How many lines in the records below contain "landing"? Reply with the number alone.

• Stored items
=-=-=
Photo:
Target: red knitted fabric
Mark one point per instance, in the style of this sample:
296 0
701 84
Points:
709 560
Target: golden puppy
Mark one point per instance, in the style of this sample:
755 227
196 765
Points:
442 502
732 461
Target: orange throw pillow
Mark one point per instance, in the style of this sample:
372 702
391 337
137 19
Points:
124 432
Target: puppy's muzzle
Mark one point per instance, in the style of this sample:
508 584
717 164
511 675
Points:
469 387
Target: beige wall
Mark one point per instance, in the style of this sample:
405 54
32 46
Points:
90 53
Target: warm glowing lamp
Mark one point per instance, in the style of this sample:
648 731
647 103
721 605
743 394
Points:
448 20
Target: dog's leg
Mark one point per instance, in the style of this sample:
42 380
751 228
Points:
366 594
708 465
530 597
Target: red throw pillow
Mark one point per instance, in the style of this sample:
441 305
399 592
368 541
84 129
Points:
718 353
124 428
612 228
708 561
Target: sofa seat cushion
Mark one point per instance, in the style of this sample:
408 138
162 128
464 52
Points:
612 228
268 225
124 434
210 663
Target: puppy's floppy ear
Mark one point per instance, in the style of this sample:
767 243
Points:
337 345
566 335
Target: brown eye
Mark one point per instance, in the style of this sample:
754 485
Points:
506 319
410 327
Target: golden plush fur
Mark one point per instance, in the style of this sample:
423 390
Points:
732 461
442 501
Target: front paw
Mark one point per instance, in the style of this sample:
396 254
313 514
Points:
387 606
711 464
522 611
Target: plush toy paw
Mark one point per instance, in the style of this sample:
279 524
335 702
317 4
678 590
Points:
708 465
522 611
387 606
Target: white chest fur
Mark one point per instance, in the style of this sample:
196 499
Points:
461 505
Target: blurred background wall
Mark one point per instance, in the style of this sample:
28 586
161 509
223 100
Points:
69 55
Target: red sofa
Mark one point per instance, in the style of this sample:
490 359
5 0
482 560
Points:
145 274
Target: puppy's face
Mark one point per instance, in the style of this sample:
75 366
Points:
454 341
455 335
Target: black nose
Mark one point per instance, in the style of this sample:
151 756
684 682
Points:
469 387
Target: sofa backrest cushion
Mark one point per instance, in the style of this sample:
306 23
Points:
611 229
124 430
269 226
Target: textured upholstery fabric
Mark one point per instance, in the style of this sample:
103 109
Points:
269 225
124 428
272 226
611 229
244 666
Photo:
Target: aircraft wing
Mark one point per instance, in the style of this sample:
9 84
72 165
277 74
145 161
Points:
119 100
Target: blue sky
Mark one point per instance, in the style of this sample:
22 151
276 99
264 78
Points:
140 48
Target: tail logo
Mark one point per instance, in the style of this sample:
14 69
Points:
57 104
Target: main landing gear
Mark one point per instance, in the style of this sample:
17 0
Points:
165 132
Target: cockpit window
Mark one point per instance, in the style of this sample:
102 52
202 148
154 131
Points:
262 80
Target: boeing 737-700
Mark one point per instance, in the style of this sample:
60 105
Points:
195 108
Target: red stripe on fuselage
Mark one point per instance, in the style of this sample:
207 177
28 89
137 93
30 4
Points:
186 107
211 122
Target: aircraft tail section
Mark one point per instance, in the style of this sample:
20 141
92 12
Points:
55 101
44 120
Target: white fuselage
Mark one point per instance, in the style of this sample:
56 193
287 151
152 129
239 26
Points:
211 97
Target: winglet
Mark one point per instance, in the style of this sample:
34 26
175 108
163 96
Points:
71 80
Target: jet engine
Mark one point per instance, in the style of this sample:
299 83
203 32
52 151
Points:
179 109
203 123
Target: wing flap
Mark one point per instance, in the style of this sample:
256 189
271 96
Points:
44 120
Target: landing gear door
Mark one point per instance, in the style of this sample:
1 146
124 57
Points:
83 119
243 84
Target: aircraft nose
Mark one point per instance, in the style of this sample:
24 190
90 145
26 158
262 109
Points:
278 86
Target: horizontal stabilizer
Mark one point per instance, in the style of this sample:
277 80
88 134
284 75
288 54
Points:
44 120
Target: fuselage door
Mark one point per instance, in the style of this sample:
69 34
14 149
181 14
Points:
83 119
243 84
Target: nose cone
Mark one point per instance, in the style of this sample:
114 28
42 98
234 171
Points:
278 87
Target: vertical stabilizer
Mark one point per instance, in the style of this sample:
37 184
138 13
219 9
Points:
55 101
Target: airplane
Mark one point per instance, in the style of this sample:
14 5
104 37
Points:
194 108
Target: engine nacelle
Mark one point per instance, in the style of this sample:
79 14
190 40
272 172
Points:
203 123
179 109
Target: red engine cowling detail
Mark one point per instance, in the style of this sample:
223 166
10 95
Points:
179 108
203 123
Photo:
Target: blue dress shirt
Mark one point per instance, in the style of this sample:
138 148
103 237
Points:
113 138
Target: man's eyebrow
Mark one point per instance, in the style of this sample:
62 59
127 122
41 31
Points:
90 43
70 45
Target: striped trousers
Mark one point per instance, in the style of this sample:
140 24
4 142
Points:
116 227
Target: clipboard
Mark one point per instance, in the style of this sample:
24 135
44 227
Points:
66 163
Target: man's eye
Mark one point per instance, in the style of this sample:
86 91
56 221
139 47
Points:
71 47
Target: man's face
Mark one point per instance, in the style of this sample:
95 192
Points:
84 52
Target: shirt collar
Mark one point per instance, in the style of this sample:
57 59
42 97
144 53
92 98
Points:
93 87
=-=-=
• Solution for this task
2